[Coordinate annotation records]
######

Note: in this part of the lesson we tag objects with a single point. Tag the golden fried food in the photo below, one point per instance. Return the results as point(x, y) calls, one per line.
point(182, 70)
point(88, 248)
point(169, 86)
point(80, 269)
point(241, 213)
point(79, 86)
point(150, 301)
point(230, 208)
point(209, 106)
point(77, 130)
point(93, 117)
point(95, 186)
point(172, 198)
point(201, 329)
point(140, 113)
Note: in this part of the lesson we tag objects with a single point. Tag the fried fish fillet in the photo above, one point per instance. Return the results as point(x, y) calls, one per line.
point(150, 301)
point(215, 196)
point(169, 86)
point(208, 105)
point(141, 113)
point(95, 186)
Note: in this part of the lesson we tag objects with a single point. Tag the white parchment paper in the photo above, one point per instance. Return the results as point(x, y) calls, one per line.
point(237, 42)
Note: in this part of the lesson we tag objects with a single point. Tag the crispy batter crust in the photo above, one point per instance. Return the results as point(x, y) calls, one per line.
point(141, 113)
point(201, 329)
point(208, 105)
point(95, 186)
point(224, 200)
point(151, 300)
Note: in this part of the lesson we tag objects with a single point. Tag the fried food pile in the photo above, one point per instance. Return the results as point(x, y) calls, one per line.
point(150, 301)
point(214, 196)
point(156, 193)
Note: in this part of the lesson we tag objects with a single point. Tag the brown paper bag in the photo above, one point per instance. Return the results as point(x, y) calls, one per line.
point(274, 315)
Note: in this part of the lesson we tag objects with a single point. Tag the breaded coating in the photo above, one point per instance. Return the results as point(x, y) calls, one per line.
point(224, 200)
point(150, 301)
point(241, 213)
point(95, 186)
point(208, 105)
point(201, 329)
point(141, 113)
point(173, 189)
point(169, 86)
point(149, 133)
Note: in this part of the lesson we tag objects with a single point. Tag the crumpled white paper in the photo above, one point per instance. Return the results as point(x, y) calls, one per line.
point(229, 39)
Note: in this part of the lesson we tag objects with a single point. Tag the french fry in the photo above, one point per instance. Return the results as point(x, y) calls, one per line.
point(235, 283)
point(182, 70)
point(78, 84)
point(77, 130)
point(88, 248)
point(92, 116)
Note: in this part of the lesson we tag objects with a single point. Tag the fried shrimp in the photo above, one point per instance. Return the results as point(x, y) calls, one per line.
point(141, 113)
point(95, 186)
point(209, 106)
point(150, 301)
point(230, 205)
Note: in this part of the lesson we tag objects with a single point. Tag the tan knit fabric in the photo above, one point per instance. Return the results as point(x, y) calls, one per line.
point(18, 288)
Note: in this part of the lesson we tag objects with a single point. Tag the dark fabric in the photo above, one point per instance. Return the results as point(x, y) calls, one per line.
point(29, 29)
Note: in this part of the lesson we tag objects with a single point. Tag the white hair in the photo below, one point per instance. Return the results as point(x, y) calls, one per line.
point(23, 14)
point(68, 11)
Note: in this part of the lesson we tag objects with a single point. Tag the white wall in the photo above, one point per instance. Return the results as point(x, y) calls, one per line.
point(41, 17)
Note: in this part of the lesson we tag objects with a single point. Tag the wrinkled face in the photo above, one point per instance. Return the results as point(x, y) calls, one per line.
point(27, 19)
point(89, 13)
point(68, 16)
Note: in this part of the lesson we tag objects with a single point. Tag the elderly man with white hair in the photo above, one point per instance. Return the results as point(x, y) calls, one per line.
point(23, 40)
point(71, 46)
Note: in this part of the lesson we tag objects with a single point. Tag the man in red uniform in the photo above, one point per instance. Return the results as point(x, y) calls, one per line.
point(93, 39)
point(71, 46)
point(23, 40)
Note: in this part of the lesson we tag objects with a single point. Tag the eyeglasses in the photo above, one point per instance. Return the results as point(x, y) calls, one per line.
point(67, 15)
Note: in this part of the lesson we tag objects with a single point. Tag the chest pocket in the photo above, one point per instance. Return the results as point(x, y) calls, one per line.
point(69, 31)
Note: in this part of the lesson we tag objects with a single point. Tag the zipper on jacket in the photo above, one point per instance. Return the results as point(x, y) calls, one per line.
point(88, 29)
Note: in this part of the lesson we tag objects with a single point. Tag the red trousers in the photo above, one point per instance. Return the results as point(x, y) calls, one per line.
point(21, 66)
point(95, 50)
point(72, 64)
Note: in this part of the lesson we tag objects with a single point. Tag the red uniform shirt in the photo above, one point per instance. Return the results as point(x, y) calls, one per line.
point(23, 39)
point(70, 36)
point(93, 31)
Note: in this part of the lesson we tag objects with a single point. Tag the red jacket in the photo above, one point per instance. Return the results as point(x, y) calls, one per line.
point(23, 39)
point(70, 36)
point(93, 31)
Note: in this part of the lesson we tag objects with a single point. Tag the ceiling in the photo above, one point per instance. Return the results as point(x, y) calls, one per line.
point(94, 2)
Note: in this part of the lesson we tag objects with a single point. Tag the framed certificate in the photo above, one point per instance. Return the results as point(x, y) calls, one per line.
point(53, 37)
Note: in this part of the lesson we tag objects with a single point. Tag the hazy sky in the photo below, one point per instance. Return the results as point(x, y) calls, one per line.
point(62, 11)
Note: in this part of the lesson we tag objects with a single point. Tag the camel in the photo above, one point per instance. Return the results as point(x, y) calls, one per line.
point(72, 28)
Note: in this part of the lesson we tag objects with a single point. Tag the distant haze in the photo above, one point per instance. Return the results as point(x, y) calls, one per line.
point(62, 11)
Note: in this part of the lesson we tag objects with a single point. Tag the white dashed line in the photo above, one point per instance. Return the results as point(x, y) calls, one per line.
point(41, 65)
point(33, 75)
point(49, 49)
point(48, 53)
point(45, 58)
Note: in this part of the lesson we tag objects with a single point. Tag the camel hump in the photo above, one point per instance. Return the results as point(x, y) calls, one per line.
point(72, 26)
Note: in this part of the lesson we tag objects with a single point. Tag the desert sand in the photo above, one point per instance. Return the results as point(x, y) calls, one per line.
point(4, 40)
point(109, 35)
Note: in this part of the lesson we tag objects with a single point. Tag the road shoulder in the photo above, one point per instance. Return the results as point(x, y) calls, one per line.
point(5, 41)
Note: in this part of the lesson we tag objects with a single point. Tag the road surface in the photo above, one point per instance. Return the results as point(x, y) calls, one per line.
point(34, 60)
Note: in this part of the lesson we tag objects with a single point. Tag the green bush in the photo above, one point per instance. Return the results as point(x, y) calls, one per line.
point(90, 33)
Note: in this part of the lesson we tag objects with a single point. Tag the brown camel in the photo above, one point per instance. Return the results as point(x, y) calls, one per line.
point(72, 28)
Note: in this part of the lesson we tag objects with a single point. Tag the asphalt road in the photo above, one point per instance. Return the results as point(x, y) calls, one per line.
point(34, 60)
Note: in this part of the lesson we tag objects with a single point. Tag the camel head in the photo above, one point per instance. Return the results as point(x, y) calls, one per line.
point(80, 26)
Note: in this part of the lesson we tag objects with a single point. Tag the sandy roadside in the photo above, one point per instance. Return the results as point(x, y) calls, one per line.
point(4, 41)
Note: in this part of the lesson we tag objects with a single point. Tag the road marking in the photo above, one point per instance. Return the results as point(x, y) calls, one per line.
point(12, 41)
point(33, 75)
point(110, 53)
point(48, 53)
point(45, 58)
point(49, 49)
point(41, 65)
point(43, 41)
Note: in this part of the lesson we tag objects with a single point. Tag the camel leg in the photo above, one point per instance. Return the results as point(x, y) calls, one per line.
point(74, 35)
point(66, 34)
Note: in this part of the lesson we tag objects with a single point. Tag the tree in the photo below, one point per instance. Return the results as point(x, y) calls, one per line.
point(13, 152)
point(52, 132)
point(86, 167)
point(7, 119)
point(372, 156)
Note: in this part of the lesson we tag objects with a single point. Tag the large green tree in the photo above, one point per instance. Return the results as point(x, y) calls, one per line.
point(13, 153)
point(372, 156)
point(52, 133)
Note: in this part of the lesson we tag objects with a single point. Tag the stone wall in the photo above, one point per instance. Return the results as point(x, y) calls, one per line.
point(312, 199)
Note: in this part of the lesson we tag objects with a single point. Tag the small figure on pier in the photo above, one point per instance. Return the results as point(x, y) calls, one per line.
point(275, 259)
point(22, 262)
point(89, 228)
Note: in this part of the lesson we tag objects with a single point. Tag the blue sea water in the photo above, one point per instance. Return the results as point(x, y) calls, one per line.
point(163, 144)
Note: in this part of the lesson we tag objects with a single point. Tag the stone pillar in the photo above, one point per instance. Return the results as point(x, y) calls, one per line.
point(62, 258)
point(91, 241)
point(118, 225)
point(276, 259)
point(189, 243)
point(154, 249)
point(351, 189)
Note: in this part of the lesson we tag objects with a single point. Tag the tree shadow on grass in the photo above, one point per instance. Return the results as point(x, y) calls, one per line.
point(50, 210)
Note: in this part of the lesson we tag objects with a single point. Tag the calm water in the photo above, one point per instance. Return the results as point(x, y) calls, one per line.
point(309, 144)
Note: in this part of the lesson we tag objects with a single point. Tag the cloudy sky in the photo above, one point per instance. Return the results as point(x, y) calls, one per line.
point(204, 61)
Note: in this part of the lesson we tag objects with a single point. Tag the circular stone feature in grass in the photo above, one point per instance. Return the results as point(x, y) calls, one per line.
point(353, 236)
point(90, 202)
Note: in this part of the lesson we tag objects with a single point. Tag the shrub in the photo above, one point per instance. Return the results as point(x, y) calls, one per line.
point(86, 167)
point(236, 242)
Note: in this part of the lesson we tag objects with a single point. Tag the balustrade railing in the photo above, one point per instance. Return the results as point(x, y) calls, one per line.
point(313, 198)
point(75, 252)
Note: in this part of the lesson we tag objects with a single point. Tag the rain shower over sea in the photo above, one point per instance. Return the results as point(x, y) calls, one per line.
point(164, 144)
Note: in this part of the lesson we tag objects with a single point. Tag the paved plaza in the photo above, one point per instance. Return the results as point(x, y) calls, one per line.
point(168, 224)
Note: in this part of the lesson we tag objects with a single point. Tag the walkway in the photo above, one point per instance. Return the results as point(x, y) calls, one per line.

######

Task to complete:
Can you print, word for word, the lines starting at the one that contains "Tag the tan" and ending after the one that contains "point(18, 288)"?

Task output:
Note: in this part of the lesson we tag objects with a single point. Tag the tan knit fabric in the photo above, one point per instance. Return the results as point(x, y) calls, one per line.
point(18, 288)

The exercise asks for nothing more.